_DOCUMENT SECTION_
==============================

CLEVELAND, Ohio (WOIO) - In the next few weeks, you could have more money in your pocket thanks to the American Rescue Plan.
The House will take a procedural vote Tuesday before moving to the final passage of the plan, which is expected Wednesday.
The massive $1.9 trillion coronavirus relief package could be signed by President Joe Biden by the end of the week.
Investigator Sara Goldenberg spoke to the White House to find out how this will affect Ohioans who need it the most.
In an exclusive interview, White House Press Secretary Jen Psaki said they’re hopeful this package will be a “bridge for families in Cleveland.”
She also said this plan would speed up the distribution of Covid-19 vaccines in our state.
The American Rescue Plan is designed to boost the economy in crisis as the coronavirus pandemic continues.
“Cleveland is the nation’s poorest big city; it’s number one when it comes to child poverty. How will this plan help families who need it the most?” Investigator Sara Goldenberg asked.
“The President believes economic assistance should be done from the bottom up, not the from the top down. And so, this plan will actually cut child poverty in half this year. It is the biggest investment in childcare, which is one of the hindrances in people going back to work, one of them, only one of them. But it will be the biggest investment in childcare since World War II,” White House Press Secretary Jen Psaki said.
The Covid-19 relief package includes expanded child tax credits based on income, which could bring parents monthly payments of $250 per child or $300 for children under six years old.
The plan also continues federal unemployment benefits at $300 a week through September.
It sends $130 billion to education and schools, funding the reopening of schools and hiring of more teachers.
It marks $350 billion to cities and states.
You can read more on the original plan here.
“And most importantly, it’s going to get direct checks and direct relief in the form of $1,400, but for many families, much more than that very quickly, and we’re hopeful that will be a bridge for families in Cleveland,” Psaki said.

==============================

_MATERIAL PROVIDED_
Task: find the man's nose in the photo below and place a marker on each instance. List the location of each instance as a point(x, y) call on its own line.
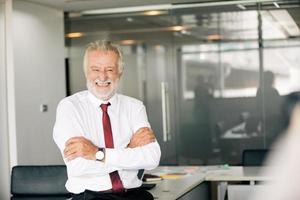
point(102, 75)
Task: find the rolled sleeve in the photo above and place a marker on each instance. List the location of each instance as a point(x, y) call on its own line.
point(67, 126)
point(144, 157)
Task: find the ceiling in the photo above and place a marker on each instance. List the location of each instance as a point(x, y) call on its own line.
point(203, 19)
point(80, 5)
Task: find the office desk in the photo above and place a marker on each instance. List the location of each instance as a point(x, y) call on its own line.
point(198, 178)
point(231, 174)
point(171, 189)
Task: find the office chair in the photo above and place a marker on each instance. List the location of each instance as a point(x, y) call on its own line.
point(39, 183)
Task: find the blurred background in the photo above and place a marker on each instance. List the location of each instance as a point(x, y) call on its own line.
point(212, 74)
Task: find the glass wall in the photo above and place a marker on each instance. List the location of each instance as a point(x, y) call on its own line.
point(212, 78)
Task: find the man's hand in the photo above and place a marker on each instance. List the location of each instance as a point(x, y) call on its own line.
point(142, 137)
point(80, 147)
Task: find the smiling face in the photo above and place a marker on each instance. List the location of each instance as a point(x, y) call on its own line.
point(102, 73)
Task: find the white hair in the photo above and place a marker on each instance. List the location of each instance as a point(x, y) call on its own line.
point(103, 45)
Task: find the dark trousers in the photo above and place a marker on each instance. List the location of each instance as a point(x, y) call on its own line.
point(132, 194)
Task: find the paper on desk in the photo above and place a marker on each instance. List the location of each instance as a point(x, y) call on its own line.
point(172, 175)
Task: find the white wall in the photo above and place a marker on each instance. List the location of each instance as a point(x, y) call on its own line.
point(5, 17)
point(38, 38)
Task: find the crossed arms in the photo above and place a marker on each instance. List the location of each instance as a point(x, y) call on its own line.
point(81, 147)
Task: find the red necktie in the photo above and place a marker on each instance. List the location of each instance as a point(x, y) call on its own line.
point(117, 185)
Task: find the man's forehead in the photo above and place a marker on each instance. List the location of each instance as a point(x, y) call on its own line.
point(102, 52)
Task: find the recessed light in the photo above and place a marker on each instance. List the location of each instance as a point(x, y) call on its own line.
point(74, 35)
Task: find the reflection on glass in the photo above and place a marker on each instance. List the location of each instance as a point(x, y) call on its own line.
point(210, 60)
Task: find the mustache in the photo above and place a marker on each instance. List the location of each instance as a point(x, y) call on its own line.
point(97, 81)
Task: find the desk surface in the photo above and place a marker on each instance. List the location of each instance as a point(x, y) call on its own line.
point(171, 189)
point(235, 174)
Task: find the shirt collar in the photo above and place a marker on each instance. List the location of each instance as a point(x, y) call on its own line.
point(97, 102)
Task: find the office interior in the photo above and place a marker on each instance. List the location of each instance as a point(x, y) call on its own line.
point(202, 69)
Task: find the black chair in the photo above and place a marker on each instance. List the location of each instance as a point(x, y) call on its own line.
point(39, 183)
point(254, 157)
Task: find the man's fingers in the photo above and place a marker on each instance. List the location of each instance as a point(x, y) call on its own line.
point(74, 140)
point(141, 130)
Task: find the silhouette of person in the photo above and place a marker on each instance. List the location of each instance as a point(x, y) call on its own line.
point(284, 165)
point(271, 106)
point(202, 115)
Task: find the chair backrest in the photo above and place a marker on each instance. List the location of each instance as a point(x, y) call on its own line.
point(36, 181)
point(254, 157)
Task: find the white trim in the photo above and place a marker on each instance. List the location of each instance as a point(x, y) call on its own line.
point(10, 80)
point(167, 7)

==============================

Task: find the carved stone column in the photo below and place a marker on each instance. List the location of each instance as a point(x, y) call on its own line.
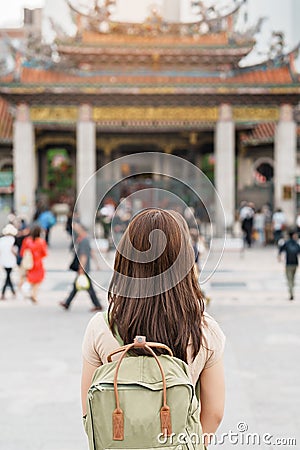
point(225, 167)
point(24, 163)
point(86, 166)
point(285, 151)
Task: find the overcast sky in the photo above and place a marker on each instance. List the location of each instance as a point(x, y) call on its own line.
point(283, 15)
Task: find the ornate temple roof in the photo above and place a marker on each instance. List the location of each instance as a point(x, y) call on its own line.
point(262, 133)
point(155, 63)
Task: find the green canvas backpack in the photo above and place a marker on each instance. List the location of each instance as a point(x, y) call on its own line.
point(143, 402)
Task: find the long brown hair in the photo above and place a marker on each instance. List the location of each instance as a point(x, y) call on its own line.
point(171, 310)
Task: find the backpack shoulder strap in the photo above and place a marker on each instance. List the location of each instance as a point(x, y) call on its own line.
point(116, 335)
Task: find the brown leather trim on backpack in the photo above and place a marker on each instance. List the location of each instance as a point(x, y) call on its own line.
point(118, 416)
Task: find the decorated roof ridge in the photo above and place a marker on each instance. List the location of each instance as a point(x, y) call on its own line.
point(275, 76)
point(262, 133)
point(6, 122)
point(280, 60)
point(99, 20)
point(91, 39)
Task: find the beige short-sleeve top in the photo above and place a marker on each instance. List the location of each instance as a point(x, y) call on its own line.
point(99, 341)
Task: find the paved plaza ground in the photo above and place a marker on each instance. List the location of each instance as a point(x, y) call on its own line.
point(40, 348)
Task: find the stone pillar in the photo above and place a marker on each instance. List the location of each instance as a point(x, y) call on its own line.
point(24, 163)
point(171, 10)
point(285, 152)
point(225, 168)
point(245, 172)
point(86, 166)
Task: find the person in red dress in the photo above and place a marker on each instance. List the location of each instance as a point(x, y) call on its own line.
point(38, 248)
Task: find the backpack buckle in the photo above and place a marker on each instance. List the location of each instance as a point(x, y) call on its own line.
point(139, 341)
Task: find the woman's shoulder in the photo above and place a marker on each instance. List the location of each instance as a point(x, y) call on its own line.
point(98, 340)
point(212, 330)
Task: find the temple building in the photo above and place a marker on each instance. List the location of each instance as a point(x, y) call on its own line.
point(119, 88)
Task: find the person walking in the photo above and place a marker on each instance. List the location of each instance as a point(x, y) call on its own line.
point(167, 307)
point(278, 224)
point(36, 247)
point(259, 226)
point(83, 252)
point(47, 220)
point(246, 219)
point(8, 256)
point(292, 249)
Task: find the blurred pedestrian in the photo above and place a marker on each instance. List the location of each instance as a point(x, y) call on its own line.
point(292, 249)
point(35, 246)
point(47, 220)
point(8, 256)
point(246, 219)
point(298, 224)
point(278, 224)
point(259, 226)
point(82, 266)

==============================

_WHAT YOU WILL DO_
**1.** Based on the American Rescue Plan article, mark each statement yes or no, and quote the words that decide it. (a) Federal unemployment benefits continue at $300 a week through September. (b) The package sends $350 billion to education and schools. (c) Psaki said the plan will cut child poverty in half this year.
**2.** Retype the American Rescue Plan article word for word from "She also said" to "Jen Psaki said.".
**3.** Write what comes next in the American Rescue Plan article, picking up after its final sentence.
The rows play no part in what comes next.

_LIST OF ANSWERS_
**1.**
(a) Yes: "The plan also continues federal unemployment benefits at $300 a week through September."
(b) No: "It sends $130 billion to education and schools"
(c) Yes: "this plan will actually cut child poverty in half this year."

**2.**
She also said this plan would speed up the distribution of Covid-19 vaccines in our state.
The American Rescue Plan is designed to boost the economy in crisis as the coronavirus pandemic continues.
“Cleveland is the nation’s poorest big city; it’s number one when it comes to child poverty. How will this plan help families who need it the most?” Investigator Sara Goldenberg asked.
“The President believes economic assistance should be done from the bottom up, not the from the top down. And so, this plan will actually cut child poverty in half this year. It is the biggest investment in childcare, which is one of the hindrances in people going back to work, one of them, only one of them. But it will be the biggest investment in childcare since World War II,” White House Press Secretary Jen Psaki said.

**3.**
Billions in the plan will go to Covid-19 vaccines. Psaki said a lot of that money is headed to Ohio.
Here in Cleveland, a mass federal vaccination site is set to open at Cleveland State University next week.
A real challenge statewide has been making the vaccine accessible to everyone, whether they live in the city or rural areas.
19 News asked how the plan will address that issue.
“One size doesn’t fit all, as you well know. One way doesn’t work for people in Cleveland; one way doesn’t work for everybody in the country. So that’s why we’re taking a number of approaches, mobile vaccine centers, as you noted, that can go travel around to communities to make it even easier and more accessible,” Psaki said.
So far, Republicans have opposed the bill across the board, saying the package is too big with not enough going directly to Covid-19 relief.
Sen. Rob Portman (R- Ohio) voted against the bill over the weekend.
Portman put out a statement after the vote, saying in part:
“Our focus needs to be on policies that address the most immediate health care needs while incentivizing a return to work, so our economy continues to improve. While I am pleased the Senate adopted my amendment to responsibly extend enhanced unemployment insurance benefits in a bipartisan fashion, I am disappointed that it was not included in the final bill. The American people deserve better than this bill and better than this process. We worked together five times on bipartisan COVID-19 relief packages, and we should have been able to do so again. Doing so can begin to fulfill the promise our new president set out on inauguration day.”
Psaki said the majority of Americans support the plan, and President Biden looks forward to working with Sen. Portman moving forward.